--- Dataset content ---
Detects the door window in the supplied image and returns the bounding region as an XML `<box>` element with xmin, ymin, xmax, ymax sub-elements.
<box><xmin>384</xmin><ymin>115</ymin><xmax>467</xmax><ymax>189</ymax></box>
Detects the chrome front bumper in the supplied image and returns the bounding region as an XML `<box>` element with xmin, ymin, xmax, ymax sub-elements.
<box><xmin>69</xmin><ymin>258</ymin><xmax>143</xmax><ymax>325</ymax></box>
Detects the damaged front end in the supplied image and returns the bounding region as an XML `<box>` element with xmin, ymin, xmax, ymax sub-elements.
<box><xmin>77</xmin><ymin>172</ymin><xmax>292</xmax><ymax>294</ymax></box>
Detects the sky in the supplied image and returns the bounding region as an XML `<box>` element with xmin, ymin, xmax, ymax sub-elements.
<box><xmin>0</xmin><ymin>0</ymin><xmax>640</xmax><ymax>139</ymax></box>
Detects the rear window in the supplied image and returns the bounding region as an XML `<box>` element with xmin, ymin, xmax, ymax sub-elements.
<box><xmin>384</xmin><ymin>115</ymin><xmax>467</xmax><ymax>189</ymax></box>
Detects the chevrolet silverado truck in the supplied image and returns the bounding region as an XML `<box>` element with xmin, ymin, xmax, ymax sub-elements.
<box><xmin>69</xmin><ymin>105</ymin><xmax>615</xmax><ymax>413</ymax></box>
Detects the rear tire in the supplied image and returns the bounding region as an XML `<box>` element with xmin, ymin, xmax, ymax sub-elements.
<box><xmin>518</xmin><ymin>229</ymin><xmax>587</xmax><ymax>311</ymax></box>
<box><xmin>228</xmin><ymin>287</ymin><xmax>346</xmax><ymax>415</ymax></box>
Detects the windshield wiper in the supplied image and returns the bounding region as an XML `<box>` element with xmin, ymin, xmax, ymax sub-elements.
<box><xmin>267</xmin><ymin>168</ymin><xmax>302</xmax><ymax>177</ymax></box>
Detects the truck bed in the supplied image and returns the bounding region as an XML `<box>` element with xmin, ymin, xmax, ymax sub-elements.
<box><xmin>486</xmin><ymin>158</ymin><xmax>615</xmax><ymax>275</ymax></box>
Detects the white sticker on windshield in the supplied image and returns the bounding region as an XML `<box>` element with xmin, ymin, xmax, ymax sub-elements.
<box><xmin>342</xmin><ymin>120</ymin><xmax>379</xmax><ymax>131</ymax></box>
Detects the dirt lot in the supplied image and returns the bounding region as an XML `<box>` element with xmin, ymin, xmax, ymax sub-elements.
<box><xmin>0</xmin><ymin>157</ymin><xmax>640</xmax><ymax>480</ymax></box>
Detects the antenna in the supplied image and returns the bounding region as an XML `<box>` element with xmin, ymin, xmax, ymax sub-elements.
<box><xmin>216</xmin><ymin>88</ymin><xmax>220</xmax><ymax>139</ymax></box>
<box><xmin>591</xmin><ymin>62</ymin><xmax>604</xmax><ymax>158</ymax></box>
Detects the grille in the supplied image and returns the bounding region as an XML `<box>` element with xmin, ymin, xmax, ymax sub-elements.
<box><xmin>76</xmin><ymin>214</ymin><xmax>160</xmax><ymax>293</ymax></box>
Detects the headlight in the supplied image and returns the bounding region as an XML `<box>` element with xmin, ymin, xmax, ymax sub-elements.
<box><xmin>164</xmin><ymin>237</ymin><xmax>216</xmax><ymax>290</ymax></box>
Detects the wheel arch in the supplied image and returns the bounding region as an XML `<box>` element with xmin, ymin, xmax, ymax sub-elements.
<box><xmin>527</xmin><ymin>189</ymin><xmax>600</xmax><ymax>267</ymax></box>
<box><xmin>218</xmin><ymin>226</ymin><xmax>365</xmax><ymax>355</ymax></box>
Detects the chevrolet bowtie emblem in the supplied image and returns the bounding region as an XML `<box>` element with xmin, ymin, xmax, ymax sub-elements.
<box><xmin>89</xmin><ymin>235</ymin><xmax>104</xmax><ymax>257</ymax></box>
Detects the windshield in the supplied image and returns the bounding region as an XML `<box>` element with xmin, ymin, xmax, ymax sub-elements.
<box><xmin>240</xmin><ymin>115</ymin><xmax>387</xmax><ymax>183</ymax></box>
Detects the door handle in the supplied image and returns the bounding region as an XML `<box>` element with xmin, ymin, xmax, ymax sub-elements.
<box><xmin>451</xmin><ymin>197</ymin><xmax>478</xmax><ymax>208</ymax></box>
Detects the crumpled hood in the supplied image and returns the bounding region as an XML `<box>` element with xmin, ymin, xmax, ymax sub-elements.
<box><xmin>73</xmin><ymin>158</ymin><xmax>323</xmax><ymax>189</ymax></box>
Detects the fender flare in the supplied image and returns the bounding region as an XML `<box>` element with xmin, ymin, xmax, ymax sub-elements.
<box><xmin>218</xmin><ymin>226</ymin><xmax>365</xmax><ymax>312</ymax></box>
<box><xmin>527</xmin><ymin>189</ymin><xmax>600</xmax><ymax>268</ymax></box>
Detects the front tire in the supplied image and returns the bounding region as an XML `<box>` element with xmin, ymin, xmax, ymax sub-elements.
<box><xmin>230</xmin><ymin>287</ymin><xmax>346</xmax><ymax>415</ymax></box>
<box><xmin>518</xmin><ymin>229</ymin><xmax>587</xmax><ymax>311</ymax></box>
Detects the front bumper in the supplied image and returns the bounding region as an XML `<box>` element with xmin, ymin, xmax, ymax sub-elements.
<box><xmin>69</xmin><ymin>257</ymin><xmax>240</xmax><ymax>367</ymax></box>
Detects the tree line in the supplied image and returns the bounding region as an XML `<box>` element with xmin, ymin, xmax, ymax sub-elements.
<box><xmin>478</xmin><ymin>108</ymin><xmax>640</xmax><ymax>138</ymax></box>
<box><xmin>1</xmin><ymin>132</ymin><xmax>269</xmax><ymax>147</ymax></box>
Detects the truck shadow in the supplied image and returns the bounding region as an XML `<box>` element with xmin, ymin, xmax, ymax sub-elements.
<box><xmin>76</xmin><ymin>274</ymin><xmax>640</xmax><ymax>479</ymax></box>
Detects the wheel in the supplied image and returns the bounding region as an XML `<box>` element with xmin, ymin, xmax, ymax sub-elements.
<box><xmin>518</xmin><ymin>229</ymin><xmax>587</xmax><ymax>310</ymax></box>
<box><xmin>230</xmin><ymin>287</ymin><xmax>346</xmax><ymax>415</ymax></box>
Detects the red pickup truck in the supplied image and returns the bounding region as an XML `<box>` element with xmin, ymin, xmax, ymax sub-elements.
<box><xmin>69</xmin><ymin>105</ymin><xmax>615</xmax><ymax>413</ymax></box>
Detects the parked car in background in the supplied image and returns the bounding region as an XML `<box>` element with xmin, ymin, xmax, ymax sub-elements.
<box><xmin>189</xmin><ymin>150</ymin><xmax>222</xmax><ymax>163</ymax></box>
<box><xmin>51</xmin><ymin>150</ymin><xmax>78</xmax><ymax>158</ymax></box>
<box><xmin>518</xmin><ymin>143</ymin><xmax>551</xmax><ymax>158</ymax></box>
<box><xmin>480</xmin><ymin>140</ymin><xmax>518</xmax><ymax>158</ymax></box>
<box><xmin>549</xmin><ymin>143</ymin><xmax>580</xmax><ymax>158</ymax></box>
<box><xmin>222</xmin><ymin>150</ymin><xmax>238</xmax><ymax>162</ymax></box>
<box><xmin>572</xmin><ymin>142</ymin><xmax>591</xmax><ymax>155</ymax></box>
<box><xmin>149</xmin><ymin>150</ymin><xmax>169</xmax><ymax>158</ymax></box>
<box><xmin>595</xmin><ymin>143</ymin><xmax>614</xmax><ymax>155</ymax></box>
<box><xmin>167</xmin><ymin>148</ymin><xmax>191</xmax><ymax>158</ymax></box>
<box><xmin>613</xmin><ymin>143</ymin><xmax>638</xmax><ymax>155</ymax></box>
---
Required task - Please rewrite the lines from the one containing "Detects the parked" through the last line above as a Markdown table with a Row column numbering each row and a Line text column, leaving out any blank lines.

Solution below -
| Row | Line text |
|---|---|
| 1 | Detects the parked car in background in the supplied image and returns the bounding region as an XML `<box>` element with xmin, ymin, xmax, ymax sub-elements. |
| 2 | <box><xmin>189</xmin><ymin>150</ymin><xmax>222</xmax><ymax>163</ymax></box> |
| 3 | <box><xmin>51</xmin><ymin>150</ymin><xmax>78</xmax><ymax>158</ymax></box> |
| 4 | <box><xmin>518</xmin><ymin>143</ymin><xmax>551</xmax><ymax>158</ymax></box> |
| 5 | <box><xmin>480</xmin><ymin>140</ymin><xmax>518</xmax><ymax>158</ymax></box> |
| 6 | <box><xmin>549</xmin><ymin>143</ymin><xmax>580</xmax><ymax>158</ymax></box> |
| 7 | <box><xmin>222</xmin><ymin>150</ymin><xmax>238</xmax><ymax>162</ymax></box> |
| 8 | <box><xmin>572</xmin><ymin>142</ymin><xmax>591</xmax><ymax>155</ymax></box> |
| 9 | <box><xmin>149</xmin><ymin>150</ymin><xmax>169</xmax><ymax>158</ymax></box> |
| 10 | <box><xmin>595</xmin><ymin>143</ymin><xmax>614</xmax><ymax>155</ymax></box> |
| 11 | <box><xmin>167</xmin><ymin>148</ymin><xmax>191</xmax><ymax>158</ymax></box> |
| 12 | <box><xmin>613</xmin><ymin>143</ymin><xmax>638</xmax><ymax>155</ymax></box> |